What you need to do :: Change every instance of "Target" in the entries below to "Object", and leave all other text unchanged.

* begin Data entries *

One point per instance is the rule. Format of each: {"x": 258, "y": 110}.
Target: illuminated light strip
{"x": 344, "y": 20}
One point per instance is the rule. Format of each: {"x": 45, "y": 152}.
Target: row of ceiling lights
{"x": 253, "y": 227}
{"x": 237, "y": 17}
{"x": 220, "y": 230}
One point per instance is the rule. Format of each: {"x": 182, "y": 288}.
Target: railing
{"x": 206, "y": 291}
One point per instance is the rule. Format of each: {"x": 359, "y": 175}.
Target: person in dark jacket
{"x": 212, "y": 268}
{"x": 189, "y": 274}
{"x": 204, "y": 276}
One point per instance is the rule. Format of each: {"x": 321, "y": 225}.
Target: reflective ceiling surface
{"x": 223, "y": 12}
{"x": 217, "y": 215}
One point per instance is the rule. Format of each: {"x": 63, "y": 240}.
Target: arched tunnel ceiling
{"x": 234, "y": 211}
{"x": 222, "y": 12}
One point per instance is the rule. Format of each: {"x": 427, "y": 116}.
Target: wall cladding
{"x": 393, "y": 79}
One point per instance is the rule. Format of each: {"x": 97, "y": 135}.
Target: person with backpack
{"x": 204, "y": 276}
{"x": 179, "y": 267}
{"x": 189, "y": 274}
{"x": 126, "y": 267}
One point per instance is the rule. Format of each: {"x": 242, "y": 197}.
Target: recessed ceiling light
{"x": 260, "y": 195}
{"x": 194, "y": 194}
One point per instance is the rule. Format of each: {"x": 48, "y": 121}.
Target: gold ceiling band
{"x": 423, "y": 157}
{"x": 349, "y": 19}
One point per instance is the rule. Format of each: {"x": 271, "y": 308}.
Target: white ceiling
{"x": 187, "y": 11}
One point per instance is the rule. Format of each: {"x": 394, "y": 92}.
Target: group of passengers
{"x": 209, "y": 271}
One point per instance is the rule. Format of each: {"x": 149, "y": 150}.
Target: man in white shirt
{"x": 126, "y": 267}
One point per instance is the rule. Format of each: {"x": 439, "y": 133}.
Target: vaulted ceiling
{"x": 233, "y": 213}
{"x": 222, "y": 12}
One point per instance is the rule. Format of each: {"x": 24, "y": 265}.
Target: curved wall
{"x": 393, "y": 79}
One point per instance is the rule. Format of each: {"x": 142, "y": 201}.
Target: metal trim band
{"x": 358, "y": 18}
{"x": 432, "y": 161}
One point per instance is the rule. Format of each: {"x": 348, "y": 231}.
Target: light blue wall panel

* end Data entries *

Solution to this task ::
One point per instance is the rule. Format of each: {"x": 258, "y": 110}.
Object: illuminated light strip
{"x": 344, "y": 20}
One point per instance is the rule. Format of each: {"x": 45, "y": 152}.
Object: row of ceiling lights
{"x": 253, "y": 227}
{"x": 237, "y": 17}
{"x": 220, "y": 230}
One point per instance is the rule. Format of each: {"x": 182, "y": 288}.
Object: railing
{"x": 206, "y": 291}
One point per instance is the rule. Format of each: {"x": 359, "y": 175}.
Object: person in dark jacket
{"x": 212, "y": 268}
{"x": 189, "y": 274}
{"x": 204, "y": 276}
One point per instance is the rule. Format of each: {"x": 321, "y": 225}.
Object: reflective ceiling surface
{"x": 223, "y": 12}
{"x": 217, "y": 215}
One point per instance is the rule. Format of each: {"x": 63, "y": 240}.
Object: arched tunnel ceiling
{"x": 234, "y": 211}
{"x": 222, "y": 12}
One point per instance is the rule. Format of each: {"x": 427, "y": 116}.
Object: wall cladding
{"x": 393, "y": 79}
One point per instance is the rule. Format of each: {"x": 97, "y": 135}.
Object: person with backpack
{"x": 204, "y": 276}
{"x": 179, "y": 267}
{"x": 189, "y": 274}
{"x": 126, "y": 267}
One point per instance is the rule. Format of each: {"x": 242, "y": 197}.
Object: recessed ceiling light
{"x": 260, "y": 195}
{"x": 194, "y": 194}
One point per instance is the rule. Format of each: {"x": 48, "y": 121}.
Object: gold ceiling band
{"x": 423, "y": 157}
{"x": 349, "y": 19}
One point per instance is the rule. Format of each: {"x": 271, "y": 308}.
Object: white ceiling
{"x": 187, "y": 11}
One point per instance is the rule. Format of each: {"x": 394, "y": 92}.
Object: group of passengers
{"x": 209, "y": 271}
One point per instance is the rule. Format of each: {"x": 149, "y": 150}.
Object: man in white shirt
{"x": 126, "y": 267}
One point per instance is the rule. Format of each: {"x": 439, "y": 133}.
Object: vaulted ceiling
{"x": 233, "y": 213}
{"x": 222, "y": 12}
One point per instance is the rule. Format of each: {"x": 24, "y": 265}.
Object: curved wall
{"x": 393, "y": 79}
One point per instance is the rule. Format of each: {"x": 142, "y": 201}.
Object: metal trim band
{"x": 358, "y": 18}
{"x": 432, "y": 161}
One point per instance is the rule. Format of each: {"x": 348, "y": 231}.
Object: light blue wall panel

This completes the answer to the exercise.